**Request:** Copy out, word for word, the stretch of items below running from the line that contains "Each instance of the building" through the line that contains "[(322, 99)]", including both of those lines.

**Excerpts of location labeling data:**
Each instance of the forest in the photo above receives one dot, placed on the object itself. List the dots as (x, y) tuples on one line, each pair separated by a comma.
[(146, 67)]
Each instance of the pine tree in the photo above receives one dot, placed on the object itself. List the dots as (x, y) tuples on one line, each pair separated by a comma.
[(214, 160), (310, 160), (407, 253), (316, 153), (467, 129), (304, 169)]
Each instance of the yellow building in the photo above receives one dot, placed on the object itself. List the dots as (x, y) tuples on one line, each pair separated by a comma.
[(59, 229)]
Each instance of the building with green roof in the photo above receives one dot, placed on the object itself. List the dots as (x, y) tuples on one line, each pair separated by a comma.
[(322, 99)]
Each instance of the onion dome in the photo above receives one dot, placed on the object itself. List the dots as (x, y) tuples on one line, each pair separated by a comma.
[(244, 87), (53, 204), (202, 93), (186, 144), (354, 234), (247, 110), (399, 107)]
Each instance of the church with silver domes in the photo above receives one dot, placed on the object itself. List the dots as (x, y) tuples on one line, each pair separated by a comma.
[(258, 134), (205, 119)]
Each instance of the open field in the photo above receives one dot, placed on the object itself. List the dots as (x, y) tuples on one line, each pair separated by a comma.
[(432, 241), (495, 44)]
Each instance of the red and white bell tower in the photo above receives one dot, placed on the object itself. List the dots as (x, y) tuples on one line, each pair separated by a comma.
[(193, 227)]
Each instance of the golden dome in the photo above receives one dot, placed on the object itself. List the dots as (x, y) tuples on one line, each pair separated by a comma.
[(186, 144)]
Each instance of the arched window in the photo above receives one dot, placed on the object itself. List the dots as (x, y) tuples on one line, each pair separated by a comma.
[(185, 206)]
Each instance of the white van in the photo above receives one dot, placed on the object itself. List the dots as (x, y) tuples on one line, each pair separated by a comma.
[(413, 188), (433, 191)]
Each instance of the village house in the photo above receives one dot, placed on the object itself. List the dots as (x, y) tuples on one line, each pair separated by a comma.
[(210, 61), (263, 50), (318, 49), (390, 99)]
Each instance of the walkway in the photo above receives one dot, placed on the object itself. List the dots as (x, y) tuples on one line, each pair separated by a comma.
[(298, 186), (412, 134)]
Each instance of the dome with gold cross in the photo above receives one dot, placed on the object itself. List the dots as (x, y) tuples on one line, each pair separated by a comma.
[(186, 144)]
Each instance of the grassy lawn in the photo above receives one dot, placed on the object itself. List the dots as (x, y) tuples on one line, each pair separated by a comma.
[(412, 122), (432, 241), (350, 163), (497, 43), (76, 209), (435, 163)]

**Answer for this exercise:**
Each instance of the building with green roof in the photo above receives one dot, placed on the object itself. List the dots as (x, y) tuples on one line, each pair separated by a comma.
[(322, 99)]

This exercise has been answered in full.